Dataset entries
..............................

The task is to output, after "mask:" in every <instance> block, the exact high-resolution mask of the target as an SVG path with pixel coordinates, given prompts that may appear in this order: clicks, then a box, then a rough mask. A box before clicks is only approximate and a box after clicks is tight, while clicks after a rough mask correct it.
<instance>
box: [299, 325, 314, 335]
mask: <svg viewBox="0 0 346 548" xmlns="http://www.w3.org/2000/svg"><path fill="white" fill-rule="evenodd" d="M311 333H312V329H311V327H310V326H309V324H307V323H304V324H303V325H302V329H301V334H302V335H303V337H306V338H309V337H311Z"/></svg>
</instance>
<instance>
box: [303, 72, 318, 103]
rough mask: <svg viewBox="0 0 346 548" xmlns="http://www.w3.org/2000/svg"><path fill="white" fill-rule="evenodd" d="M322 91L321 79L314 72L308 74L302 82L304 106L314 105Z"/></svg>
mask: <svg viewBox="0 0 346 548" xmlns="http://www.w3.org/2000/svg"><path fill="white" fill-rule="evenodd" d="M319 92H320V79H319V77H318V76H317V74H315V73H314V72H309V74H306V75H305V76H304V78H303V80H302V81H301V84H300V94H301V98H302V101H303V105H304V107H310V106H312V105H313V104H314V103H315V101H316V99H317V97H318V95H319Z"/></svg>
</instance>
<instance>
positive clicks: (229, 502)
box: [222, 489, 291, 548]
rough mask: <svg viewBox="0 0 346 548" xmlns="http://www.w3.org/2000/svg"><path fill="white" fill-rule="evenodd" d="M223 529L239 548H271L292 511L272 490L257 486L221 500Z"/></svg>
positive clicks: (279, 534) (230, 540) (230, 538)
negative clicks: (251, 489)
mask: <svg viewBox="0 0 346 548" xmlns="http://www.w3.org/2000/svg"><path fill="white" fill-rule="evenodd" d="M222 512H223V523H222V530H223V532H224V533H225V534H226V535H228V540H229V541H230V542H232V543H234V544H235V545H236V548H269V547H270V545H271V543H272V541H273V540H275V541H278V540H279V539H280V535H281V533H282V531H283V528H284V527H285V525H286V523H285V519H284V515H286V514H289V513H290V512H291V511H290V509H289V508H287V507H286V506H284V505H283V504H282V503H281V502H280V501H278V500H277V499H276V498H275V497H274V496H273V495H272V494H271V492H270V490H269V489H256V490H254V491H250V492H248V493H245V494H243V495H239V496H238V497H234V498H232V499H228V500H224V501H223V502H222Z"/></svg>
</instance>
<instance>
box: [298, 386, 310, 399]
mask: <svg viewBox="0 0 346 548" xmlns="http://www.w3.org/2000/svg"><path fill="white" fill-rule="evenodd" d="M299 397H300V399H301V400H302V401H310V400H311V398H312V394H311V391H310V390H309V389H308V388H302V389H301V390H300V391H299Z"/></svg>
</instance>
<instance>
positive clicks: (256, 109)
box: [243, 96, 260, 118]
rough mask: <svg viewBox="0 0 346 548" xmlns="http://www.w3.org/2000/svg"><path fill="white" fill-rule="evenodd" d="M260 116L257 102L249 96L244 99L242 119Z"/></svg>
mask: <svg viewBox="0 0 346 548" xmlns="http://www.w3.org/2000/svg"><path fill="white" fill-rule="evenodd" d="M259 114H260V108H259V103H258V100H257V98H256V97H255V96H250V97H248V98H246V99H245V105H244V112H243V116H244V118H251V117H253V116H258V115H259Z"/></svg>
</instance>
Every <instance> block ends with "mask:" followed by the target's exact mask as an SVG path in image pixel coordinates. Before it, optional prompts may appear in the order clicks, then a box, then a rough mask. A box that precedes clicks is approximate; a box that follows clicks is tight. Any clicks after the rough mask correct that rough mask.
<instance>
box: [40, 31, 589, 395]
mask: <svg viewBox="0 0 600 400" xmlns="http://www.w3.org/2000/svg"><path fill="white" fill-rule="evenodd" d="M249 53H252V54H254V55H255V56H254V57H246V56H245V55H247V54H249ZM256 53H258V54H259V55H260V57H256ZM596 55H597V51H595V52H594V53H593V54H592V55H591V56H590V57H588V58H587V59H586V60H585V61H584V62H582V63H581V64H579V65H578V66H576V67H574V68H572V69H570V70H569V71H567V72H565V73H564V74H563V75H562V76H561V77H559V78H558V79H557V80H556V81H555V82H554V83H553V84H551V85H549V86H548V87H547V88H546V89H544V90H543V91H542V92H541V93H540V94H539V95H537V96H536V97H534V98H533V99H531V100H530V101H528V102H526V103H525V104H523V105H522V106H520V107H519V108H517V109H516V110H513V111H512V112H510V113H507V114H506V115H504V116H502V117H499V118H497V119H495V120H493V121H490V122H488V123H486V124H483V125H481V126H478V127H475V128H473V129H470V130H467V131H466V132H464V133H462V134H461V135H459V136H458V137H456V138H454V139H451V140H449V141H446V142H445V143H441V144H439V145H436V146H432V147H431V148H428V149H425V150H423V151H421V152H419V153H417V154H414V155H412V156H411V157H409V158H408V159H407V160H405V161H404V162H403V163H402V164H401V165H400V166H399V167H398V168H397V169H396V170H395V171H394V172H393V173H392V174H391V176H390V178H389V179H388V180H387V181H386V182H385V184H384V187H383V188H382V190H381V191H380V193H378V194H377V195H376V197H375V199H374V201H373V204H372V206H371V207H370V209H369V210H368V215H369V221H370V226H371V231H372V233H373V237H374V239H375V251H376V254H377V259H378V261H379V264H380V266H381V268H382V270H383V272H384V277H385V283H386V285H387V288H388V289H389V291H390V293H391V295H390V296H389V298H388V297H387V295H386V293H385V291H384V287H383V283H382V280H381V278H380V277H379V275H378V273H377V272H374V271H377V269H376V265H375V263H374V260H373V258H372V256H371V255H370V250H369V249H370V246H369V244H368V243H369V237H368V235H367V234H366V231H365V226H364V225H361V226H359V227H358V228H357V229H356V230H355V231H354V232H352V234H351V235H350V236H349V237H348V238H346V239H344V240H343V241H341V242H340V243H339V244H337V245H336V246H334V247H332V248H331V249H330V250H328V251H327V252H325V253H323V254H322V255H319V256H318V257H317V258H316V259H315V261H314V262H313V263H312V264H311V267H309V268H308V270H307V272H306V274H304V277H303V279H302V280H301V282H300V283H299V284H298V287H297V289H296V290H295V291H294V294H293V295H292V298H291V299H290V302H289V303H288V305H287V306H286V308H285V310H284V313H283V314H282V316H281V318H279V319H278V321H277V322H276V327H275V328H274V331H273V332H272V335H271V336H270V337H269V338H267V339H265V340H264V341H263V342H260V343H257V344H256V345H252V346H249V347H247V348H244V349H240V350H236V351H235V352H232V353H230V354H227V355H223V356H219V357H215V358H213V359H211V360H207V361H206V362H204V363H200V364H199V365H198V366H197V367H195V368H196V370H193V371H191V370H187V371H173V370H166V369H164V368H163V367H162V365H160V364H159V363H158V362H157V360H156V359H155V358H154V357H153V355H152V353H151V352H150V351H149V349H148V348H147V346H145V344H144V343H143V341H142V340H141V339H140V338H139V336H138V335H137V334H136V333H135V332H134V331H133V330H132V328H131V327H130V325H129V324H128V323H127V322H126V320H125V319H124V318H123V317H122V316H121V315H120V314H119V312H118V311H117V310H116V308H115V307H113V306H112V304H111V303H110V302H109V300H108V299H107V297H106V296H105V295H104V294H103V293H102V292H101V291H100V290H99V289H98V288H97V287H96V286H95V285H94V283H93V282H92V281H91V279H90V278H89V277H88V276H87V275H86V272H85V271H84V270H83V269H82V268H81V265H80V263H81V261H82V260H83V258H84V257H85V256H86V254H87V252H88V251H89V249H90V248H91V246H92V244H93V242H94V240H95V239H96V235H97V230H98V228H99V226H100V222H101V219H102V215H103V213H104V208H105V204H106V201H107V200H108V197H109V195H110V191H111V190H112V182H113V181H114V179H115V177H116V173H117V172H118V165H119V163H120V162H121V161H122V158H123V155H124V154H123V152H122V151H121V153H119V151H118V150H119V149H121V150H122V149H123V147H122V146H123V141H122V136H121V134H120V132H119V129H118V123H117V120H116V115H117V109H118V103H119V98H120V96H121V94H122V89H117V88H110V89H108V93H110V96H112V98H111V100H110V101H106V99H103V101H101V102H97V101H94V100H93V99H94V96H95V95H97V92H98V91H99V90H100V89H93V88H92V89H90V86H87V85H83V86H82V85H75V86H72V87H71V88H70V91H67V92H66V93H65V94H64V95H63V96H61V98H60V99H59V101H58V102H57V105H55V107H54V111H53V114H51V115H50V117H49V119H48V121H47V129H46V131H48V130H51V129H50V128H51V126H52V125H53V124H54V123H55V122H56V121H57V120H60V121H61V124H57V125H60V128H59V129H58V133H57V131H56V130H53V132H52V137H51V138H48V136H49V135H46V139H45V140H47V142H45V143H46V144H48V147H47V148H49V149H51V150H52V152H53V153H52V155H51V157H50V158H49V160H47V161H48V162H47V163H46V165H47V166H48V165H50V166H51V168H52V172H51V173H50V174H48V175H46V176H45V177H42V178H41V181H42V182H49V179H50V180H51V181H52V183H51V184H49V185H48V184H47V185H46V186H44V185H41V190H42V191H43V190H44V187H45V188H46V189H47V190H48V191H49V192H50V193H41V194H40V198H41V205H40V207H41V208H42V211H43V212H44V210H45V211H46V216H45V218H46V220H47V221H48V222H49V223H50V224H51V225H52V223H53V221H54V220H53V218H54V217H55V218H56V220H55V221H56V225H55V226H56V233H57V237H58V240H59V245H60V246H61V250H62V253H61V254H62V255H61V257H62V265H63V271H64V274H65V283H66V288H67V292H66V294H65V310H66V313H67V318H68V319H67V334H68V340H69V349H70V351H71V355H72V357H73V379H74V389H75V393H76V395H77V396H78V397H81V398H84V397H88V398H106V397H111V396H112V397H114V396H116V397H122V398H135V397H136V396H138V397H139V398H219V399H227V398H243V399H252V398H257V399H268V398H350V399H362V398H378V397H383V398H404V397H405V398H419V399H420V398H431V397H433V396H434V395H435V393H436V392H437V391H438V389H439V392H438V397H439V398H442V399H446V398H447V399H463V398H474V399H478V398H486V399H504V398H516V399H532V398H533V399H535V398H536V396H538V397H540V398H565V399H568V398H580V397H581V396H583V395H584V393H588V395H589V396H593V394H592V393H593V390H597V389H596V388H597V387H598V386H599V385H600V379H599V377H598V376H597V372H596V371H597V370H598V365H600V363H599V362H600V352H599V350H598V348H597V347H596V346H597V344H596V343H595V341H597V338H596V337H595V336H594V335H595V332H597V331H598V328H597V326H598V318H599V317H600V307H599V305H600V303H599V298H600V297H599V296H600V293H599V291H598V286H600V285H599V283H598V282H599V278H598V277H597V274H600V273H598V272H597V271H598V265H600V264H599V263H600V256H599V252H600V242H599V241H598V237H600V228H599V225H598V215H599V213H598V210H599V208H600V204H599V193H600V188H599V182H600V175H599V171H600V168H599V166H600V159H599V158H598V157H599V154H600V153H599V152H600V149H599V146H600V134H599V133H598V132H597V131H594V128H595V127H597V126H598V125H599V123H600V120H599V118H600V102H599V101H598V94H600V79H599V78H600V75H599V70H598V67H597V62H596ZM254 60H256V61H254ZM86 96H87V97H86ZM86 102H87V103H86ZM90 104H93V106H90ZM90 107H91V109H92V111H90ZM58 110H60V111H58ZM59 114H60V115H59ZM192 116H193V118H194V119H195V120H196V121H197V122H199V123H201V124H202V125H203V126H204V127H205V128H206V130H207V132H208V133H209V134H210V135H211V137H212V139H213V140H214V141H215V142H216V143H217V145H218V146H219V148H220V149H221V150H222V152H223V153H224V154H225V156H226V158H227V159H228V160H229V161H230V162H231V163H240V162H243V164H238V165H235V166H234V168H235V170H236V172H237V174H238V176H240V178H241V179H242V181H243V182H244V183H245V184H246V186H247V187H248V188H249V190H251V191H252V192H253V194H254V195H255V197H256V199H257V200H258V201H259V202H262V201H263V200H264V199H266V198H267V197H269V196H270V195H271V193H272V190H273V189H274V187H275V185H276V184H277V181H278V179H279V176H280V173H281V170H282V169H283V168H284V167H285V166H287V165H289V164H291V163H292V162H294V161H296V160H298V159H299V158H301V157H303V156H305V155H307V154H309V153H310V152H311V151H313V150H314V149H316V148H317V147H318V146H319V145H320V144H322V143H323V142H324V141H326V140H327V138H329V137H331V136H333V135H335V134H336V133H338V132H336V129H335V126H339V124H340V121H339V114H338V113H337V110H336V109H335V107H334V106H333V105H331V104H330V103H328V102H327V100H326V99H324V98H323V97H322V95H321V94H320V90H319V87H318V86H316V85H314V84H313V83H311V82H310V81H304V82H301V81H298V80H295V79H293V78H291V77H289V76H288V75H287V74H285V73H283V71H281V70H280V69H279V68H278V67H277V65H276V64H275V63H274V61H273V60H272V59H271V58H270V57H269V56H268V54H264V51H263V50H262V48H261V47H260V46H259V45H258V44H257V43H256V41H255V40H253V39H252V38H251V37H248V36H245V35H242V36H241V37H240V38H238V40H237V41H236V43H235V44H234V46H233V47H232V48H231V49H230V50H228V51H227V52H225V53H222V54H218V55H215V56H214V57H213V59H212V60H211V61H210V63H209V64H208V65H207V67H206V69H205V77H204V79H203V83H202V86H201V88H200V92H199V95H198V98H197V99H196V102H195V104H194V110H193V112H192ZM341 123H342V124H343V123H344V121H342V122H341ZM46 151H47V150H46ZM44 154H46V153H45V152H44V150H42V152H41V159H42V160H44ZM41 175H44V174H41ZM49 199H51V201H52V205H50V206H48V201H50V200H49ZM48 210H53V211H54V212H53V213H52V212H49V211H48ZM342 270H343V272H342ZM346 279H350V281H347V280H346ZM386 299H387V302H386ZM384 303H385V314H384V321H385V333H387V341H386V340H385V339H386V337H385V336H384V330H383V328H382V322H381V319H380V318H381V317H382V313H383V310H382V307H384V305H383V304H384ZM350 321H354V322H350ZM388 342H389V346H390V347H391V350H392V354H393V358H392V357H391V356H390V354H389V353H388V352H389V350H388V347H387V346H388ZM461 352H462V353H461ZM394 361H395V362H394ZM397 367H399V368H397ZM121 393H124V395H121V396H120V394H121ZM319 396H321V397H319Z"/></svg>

..............................

Given the records above, return exactly the lines starting at the line containing "box: [303, 72, 318, 103]" and ending at the line containing "positive clicks: (279, 534)", including both.

box: [303, 72, 318, 103]
rough mask: <svg viewBox="0 0 346 548" xmlns="http://www.w3.org/2000/svg"><path fill="white" fill-rule="evenodd" d="M322 91L321 79L314 72L308 74L302 82L304 106L314 105Z"/></svg>
mask: <svg viewBox="0 0 346 548" xmlns="http://www.w3.org/2000/svg"><path fill="white" fill-rule="evenodd" d="M319 92H320V79H319V77H318V76H317V74H315V73H314V72H309V74H306V75H305V76H304V78H303V80H302V81H301V84H300V94H301V98H302V101H303V105H304V107H310V106H312V105H313V104H314V103H315V101H316V99H317V97H318V95H319Z"/></svg>
</instance>
<instance>
positive clicks: (229, 502)
box: [222, 489, 291, 548]
rough mask: <svg viewBox="0 0 346 548" xmlns="http://www.w3.org/2000/svg"><path fill="white" fill-rule="evenodd" d="M223 529L239 548H271L292 511L272 490L257 486L221 500Z"/></svg>
positive clicks: (279, 534) (230, 540) (230, 538)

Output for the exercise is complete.